From the line containing "TARGET = beard" down to the last line of the records below, copy every line exactly. Leave out everything before it.

(Source data)
Begin

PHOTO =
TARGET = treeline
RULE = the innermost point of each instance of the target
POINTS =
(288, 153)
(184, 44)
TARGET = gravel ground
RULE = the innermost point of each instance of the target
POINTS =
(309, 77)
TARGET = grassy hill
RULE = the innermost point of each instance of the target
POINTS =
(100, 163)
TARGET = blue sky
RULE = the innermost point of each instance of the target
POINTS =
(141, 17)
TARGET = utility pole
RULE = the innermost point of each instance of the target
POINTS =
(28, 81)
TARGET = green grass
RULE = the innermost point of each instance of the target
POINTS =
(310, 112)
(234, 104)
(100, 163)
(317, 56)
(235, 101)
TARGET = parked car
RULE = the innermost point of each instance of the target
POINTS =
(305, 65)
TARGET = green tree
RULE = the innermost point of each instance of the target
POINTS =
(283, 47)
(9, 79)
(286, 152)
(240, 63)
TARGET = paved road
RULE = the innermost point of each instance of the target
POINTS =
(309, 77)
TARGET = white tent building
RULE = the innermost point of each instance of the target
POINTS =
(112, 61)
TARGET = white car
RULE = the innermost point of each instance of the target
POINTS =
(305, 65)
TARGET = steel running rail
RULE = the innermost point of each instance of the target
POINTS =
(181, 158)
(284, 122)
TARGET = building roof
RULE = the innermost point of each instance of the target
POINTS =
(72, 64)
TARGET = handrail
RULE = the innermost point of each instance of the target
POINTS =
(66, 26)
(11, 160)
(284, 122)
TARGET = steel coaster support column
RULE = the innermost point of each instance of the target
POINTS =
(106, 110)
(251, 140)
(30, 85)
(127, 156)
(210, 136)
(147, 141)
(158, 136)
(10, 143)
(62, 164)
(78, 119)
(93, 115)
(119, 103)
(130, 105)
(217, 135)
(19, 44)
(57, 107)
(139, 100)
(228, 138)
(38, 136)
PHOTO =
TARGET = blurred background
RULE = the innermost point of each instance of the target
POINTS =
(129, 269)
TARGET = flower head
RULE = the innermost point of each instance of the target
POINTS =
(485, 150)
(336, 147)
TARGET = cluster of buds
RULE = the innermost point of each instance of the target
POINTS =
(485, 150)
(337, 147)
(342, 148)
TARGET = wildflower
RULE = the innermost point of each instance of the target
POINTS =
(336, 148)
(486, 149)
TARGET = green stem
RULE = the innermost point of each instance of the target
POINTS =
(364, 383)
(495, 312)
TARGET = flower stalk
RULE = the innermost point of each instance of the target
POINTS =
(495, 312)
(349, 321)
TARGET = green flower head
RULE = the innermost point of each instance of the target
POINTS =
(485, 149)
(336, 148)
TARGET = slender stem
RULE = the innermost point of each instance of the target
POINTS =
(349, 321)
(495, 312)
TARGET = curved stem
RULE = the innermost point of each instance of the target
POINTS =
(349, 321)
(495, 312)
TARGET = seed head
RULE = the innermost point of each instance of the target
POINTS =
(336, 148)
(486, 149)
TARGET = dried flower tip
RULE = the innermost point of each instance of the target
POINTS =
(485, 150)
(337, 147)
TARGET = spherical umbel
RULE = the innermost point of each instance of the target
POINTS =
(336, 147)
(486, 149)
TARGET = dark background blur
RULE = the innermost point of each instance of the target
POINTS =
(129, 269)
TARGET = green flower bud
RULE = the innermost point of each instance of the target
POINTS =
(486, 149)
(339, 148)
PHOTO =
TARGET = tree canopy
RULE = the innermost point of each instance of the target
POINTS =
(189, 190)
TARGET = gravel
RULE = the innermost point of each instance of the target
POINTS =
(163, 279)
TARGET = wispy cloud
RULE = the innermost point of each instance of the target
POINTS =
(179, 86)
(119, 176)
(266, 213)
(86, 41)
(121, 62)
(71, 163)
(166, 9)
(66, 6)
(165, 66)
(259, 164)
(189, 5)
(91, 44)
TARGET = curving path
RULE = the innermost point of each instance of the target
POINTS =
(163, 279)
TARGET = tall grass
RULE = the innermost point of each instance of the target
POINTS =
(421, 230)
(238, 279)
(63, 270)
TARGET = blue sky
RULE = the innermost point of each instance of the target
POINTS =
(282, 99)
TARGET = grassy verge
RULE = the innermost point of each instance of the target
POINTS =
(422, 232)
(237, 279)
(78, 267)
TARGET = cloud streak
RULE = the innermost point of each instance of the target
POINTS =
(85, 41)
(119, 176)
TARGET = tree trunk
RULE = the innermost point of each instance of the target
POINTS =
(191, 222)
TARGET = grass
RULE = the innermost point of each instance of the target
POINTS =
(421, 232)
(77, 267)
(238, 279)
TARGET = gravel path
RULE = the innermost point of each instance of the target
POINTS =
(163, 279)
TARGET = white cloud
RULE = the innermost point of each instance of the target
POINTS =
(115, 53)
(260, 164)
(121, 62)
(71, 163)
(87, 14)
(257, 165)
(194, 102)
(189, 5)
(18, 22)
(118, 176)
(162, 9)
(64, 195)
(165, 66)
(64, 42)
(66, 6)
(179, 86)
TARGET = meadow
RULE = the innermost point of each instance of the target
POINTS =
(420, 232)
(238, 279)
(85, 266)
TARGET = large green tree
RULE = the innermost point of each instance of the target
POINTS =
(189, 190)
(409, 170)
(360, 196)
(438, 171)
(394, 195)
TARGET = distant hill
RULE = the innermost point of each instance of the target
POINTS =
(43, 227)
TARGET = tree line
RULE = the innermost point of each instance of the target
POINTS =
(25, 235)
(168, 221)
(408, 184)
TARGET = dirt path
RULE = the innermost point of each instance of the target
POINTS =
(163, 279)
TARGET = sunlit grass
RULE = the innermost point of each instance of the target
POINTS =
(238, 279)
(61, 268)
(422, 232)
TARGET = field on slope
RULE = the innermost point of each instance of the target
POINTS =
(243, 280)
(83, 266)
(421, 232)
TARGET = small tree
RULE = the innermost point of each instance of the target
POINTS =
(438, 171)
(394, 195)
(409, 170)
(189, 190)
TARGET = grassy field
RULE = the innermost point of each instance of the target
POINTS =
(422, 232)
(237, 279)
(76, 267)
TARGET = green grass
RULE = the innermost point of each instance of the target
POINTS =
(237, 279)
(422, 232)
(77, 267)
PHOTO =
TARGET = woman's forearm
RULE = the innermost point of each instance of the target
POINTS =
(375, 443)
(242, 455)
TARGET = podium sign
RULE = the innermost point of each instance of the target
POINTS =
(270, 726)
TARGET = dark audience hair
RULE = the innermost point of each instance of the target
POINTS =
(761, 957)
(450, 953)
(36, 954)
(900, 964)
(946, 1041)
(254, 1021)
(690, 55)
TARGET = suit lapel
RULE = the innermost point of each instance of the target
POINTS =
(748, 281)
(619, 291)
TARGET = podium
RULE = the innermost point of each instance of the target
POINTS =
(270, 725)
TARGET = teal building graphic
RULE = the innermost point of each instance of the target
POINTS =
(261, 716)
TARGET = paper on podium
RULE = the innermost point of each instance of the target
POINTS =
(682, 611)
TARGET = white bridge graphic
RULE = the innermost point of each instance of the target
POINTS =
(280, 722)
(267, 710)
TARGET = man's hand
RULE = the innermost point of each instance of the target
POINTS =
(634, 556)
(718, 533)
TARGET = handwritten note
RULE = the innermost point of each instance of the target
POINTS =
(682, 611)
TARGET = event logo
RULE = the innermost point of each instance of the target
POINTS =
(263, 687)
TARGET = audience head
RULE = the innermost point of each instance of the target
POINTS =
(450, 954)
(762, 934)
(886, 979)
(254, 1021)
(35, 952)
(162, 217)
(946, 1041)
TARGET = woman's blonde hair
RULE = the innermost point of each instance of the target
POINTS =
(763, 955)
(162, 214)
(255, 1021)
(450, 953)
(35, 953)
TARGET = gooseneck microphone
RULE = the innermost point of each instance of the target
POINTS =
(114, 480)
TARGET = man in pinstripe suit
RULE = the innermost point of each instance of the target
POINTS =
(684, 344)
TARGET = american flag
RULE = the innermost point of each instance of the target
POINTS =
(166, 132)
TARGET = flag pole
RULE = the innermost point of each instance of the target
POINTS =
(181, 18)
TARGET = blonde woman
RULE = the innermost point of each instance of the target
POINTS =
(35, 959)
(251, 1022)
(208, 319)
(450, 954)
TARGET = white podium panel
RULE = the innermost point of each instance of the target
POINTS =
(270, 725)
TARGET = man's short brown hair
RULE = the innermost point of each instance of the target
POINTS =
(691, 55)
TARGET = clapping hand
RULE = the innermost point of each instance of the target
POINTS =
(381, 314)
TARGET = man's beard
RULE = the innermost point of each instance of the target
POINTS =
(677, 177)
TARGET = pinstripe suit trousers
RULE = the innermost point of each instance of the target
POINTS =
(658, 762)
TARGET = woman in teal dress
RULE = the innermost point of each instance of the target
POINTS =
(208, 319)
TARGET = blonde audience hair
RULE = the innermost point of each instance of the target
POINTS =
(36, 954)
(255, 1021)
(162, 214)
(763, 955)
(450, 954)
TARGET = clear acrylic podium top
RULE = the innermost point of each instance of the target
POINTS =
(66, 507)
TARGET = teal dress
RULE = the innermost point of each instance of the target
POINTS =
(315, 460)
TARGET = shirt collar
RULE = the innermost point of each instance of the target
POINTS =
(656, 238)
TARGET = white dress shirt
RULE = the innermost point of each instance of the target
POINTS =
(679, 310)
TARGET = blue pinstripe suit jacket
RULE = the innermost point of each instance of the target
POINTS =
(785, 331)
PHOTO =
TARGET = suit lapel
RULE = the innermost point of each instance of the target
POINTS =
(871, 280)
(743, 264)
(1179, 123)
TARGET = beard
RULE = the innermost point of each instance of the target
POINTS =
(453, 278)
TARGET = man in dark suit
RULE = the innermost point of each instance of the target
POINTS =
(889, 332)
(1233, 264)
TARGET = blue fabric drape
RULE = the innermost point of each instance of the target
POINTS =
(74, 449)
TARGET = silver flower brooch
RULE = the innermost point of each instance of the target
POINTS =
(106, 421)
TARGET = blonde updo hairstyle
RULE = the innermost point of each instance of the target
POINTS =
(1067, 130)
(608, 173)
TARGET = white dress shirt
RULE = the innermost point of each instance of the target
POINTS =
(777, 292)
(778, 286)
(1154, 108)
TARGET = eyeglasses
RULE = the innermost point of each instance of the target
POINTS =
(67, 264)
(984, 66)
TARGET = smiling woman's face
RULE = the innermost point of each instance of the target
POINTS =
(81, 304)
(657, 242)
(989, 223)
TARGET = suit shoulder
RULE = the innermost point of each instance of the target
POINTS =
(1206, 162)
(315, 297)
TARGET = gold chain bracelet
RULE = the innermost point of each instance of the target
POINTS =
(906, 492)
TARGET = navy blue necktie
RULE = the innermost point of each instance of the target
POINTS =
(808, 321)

End

- Complete answer
TARGET = beard
RULE = the innermost point of each instance of the target
POINTS =
(453, 278)
TARGET = man in dark suit
RULE = the innermost point of each instance of the target
POINTS =
(889, 332)
(1233, 264)
TARGET = blue fabric drape
RULE = the innermost point of each instance of the target
POINTS =
(74, 449)
TARGET = silver flower brooch
RULE = the innermost point of each instance of the target
POINTS =
(106, 421)
TARGET = blonde updo hairstyle
RULE = the innermost point of each instance of the target
POINTS =
(1067, 130)
(608, 173)
TARGET = white dress shirt
RULE = the innermost point of each instance of the target
POINTS =
(777, 292)
(778, 286)
(1154, 108)
TARGET = eyeglasses
RULE = the innermost point of each instance of the target
POINTS =
(67, 264)
(984, 66)
TARGET = smiling woman's face
RULE = the innermost point of each instance of the target
POINTS =
(81, 304)
(657, 242)
(989, 223)
TARGET = suit shoulder
RULE = the innermost point of each instance of the target
POINTS =
(1206, 162)
(315, 297)
TARGET = gold chain bracelet
RULE = the innermost point of each instance of the target
POINTS =
(906, 492)
TARGET = navy blue necktie
RULE = the innermost point of each instance of the target
POINTS =
(808, 321)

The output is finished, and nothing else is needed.